Texte à lire →
──────────────────────────────

La prison était parfaite, on n’en voyait pas les murs.
Cependant, le mot prison revenait  : quelqu’un ou quelque chose étouffait à l’intérieur de murs invisibles. Ce manque d’air, cette oppression, cet accablement n’étaient-ils pas les meilleurs indices d’un enfermement que l’on découvrait peu à peu  ?
En apparence, tout semblait en ordre. Les rideaux de fer s’ouvraient à l’aube et se refermaient le soir. La pluie, qui tombait drue, donnait une véritable sensation d’être mouillée.
Le soleil, en revanche, dispensait une lumière plus froide. Bien qu’on parvienne à l’étouffement lors des nombreuses canicules qui se succédaient, la chaleur contenait quelque chose d’impitoyablement glacé.

Trouve ta prison. Plisse les yeux. Patience.

F. dit que j’expérimente. Il parle de technique. On se rejoint sur la technique. Sur les outils.
Ensuite, ce que chacun écrit avec ces outils a-t-il de l’importance  ? Je veux parler du contenu.
F. a sans doute viré l’idée de contenu depuis longtemps.
De mon côté, impression d’être sur une paroi rocheuse. Je grimpe à mains nues.
Je sais qu’en haut il n’y aura plus vraiment d’intérêt pour le contenu.

──────────────────────────────

Données extraites →

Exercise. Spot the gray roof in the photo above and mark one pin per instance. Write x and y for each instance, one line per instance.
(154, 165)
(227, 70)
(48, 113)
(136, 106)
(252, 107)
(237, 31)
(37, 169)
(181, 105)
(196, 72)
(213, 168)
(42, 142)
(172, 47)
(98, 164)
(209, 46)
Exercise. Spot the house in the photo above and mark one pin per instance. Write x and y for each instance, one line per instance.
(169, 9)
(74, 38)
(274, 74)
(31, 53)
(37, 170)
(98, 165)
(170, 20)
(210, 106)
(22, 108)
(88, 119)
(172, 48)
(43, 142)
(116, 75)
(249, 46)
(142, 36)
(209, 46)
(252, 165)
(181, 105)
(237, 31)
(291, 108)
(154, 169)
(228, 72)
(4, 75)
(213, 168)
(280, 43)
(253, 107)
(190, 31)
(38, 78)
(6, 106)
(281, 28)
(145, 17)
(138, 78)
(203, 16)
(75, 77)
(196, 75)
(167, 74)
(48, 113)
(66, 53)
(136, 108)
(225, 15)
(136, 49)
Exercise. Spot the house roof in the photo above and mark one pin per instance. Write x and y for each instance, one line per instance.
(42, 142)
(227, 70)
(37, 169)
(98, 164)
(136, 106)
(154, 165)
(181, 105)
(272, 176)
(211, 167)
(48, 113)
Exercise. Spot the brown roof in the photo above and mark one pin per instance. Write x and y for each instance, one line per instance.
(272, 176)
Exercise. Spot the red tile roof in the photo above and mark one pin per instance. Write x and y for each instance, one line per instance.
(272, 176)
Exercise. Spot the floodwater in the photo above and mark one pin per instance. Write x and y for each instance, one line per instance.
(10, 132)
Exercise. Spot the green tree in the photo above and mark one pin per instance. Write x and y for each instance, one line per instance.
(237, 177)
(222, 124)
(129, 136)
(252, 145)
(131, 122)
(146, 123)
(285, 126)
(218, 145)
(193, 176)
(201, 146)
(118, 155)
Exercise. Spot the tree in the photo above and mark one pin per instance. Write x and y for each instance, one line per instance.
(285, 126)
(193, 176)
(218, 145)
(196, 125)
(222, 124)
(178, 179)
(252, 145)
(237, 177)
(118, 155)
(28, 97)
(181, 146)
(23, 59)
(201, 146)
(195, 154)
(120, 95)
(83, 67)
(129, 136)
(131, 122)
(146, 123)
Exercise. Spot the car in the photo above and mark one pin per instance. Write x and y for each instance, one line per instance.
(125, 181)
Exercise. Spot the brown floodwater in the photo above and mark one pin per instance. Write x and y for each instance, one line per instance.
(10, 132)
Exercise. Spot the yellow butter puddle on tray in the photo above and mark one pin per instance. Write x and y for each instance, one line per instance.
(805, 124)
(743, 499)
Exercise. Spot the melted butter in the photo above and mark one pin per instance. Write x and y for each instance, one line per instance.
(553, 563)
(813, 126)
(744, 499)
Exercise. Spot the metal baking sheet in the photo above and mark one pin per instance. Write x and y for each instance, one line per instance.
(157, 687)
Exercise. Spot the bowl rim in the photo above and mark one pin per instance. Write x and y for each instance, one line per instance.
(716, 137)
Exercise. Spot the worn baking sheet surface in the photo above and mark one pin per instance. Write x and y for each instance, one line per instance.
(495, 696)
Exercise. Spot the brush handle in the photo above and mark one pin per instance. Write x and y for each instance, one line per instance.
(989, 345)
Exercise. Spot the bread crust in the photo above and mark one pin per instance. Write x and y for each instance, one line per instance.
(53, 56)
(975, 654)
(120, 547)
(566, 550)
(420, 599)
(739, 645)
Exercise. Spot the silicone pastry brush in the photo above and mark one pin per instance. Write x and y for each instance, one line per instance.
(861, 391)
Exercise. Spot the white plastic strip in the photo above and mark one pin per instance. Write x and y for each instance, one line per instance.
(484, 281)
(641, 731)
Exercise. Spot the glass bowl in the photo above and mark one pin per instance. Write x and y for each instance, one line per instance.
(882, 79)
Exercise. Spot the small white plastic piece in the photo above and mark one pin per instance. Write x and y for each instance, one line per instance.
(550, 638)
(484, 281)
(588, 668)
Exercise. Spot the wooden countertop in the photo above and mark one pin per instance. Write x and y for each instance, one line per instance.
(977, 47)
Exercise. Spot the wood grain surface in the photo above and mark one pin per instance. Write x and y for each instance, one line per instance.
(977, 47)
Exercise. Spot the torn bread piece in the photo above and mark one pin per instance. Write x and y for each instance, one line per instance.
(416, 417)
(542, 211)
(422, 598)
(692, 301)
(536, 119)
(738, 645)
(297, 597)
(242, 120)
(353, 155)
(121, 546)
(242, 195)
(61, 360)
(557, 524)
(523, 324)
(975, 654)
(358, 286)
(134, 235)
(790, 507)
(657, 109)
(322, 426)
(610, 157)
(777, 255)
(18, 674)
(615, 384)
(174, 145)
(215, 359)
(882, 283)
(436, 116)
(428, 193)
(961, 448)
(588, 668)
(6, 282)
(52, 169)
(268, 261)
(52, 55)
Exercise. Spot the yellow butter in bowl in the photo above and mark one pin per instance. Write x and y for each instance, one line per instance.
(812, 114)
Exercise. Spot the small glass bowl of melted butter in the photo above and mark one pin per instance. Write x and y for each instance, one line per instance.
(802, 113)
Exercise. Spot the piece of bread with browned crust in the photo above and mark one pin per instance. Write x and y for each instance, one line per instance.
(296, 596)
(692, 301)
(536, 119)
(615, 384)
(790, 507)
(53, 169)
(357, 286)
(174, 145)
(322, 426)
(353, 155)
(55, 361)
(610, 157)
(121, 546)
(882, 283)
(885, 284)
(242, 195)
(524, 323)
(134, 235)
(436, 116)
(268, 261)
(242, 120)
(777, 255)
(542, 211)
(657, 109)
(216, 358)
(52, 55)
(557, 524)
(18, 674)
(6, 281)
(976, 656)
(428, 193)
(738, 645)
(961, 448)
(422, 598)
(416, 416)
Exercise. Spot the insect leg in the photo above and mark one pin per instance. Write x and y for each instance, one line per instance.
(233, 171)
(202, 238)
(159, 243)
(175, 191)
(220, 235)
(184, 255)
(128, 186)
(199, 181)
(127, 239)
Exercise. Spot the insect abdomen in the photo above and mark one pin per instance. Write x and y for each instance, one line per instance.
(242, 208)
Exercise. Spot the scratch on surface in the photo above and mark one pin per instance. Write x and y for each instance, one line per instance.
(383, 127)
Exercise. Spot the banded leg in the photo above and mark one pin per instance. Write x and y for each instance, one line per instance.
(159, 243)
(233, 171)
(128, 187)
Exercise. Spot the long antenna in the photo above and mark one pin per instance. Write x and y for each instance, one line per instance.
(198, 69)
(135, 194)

──────────────────────────────

Consignes à suivre →
#1 Dans le texte sur la prison, réécris plus brièvement le paragraphe qui commence par « En apparence, tout semblait en ordre » en gardant ses faits principaux.
#2 Prolonge le texte sur la prison à partir de sa dernière phrase.
Ces lignes n'ont aucun rapport avec le texte sur la prison.

Réponses finales →
#1 Tout paraissait normal : les rideaux de fer s'ouvraient à l'aube et se refermaient le soir, et la pluie drue mouillait pour de vrai.

#2
J’aurai certainement une vision d’ensemble.
Je verrai, en un seul regard, tous les outils se déployer comme des chaînes de montagnes, avec leurs vallées intermédiaires, leurs plaines, leurs fleuves.

Ce que j’écris contient encore trop de contenu. La prison est probablement l’idée de contenu. Ce qui est contenu ne doit plus l’être. Il faut que je demande à S de me donner une claque dans le dos pour changer mon point d’assemblage avec l’idée de contenu.

Hors contenu qui a t-il. N’est-il pas erroné de se poser la question alors qu’on est enfermé dans la prison du contenu. Hors contenu y a t’il des questions. La question existe-t-elle en dehors de tout contenu.

J’ai écrit hors lieu. Je sentais qu’il fallait un espace différent. J’avais cette intuition qu’il y avait une possibilité d’extérieur. Cependant encore une fois le divertissement l’aveuglait sur l’essentiel. Je cherchais vaguement un extérieur, ce qui me dispensait de songer à l’intérieur.

Est-ce que Sei Shônagon n’aurait pas un rapport avec ce que j’écris ce jour ?
Est-ce que Notes de chevet serait le lien ?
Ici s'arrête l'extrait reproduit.